Provided information —
-=-=-

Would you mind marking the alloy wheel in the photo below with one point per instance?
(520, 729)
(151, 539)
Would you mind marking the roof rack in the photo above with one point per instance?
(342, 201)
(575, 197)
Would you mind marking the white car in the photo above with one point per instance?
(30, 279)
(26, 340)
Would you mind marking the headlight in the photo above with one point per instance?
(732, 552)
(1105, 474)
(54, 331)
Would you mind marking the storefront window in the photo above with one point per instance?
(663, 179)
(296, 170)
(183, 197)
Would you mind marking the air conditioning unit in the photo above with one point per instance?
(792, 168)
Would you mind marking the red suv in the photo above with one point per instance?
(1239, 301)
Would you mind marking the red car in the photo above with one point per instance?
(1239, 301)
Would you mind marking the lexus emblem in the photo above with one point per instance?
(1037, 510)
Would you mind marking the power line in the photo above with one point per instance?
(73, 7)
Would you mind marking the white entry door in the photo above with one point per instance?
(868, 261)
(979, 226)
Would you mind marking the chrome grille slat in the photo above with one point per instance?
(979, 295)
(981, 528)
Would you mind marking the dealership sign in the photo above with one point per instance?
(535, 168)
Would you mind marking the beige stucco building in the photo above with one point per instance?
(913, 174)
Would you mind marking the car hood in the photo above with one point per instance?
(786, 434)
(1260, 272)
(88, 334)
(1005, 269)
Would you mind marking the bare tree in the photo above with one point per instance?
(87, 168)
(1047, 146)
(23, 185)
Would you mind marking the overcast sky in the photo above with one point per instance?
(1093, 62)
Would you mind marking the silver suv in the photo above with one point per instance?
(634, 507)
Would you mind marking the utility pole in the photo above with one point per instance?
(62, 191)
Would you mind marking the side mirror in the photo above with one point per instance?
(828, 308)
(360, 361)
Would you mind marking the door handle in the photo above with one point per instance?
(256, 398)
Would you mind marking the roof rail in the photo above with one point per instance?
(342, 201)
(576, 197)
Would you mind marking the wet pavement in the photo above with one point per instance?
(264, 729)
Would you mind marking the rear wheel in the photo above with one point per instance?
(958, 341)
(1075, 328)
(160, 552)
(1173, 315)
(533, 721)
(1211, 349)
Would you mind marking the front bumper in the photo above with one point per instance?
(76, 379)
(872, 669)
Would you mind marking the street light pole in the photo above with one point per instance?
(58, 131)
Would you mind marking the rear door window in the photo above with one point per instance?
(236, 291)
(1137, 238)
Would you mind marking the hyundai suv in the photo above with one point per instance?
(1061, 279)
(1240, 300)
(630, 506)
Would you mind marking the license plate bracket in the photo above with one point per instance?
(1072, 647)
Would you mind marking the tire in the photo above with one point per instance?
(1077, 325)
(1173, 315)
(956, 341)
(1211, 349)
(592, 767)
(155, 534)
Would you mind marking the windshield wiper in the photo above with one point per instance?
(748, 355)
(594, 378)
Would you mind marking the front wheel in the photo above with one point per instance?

-=-=-

What the task requires — Exactly as they stand, restate all the lines of the listing.

Task answer —
Would you mind marking the alloy wheel in the photo below with one point per instance?
(520, 729)
(151, 539)
Would you mind marking the roof rack in the photo above with one point per instance?
(342, 201)
(575, 197)
Would you mind marking the white car in the photo above with one point per instance?
(30, 279)
(26, 340)
Would you mind marking the headlight in the photo above with one point per instance?
(732, 552)
(1105, 474)
(54, 331)
Would you mind marking the storefront window in the photo above with one point per instance?
(663, 179)
(296, 170)
(183, 197)
Would you mind marking the air conditioning unit in the photo above with one point per instance?
(792, 168)
Would you mind marking the red suv in the photo above with one point per instance?
(1239, 301)
Would you mind marking the red car in the photo above with one point per instance?
(1239, 301)
Would you mind marking the lexus emblem in the photo above with one point per instance?
(1037, 510)
Would you mind marking the power line in the photo above with one point per instance?
(73, 7)
Would you mind marking the white entry door in the photo above with one point per instance?
(868, 261)
(979, 226)
Would you mind marking the chrome grille slat in the photo above with one point per instance?
(979, 295)
(981, 528)
Would you mind marking the dealership sign in the photo above with one point per instance?
(535, 168)
Would you mind marking the beige stucco building in the photo above with one point per instance?
(913, 174)
Would you mind marking the car hood in the photo above with one point per instance?
(786, 434)
(1260, 272)
(88, 334)
(1005, 269)
Would you mind marking the bare tree in the photo above with one point per instance?
(87, 168)
(1047, 146)
(23, 185)
Would you mind marking the overcast sky in the photo above with one point per instance?
(1093, 62)
Would you mind marking the silver suv in the photo above with one point per instance?
(634, 507)
Would you mind marking the utility pole in the photo above with one point per instance?
(62, 191)
Would you mind marking the side mirror in the photo above with one point per instance?
(828, 308)
(360, 361)
Would you mind marking the door handle in the photo above with one point per instance?
(256, 398)
Would you mind marking the roof rail in the photo above with one point per instance?
(342, 201)
(576, 197)
Would you mind marking the wet pavement in the photo above with one point per instance?
(264, 729)
Would you mind marking the rear wheel in the photo above with one point per instance?
(958, 341)
(1075, 328)
(160, 552)
(1173, 315)
(533, 721)
(1211, 349)
Would you mind marking the front bumper in the photo above with one point per instance?
(76, 379)
(872, 669)
Would you mind marking the street light pole in the photo above with one point per instance?
(58, 131)
Would you mind marking the rear door window in the photo above with one point per instance?
(236, 291)
(1137, 238)
Would you mind marking the hyundai suv in the photo above with one point per instance?
(1061, 279)
(1240, 300)
(630, 506)
Would you mind marking the license plate bracket in the photo above with one point per instance?
(1072, 647)
Would you mind marking the tire in the photo above with one point per instance?
(1077, 325)
(1173, 315)
(956, 341)
(1211, 349)
(592, 767)
(155, 534)
Would you mind marking the windshield wiper in the photo above with one point per instance?
(748, 355)
(594, 378)
Would you mind marking the front wheel in the photo above with one point per instance?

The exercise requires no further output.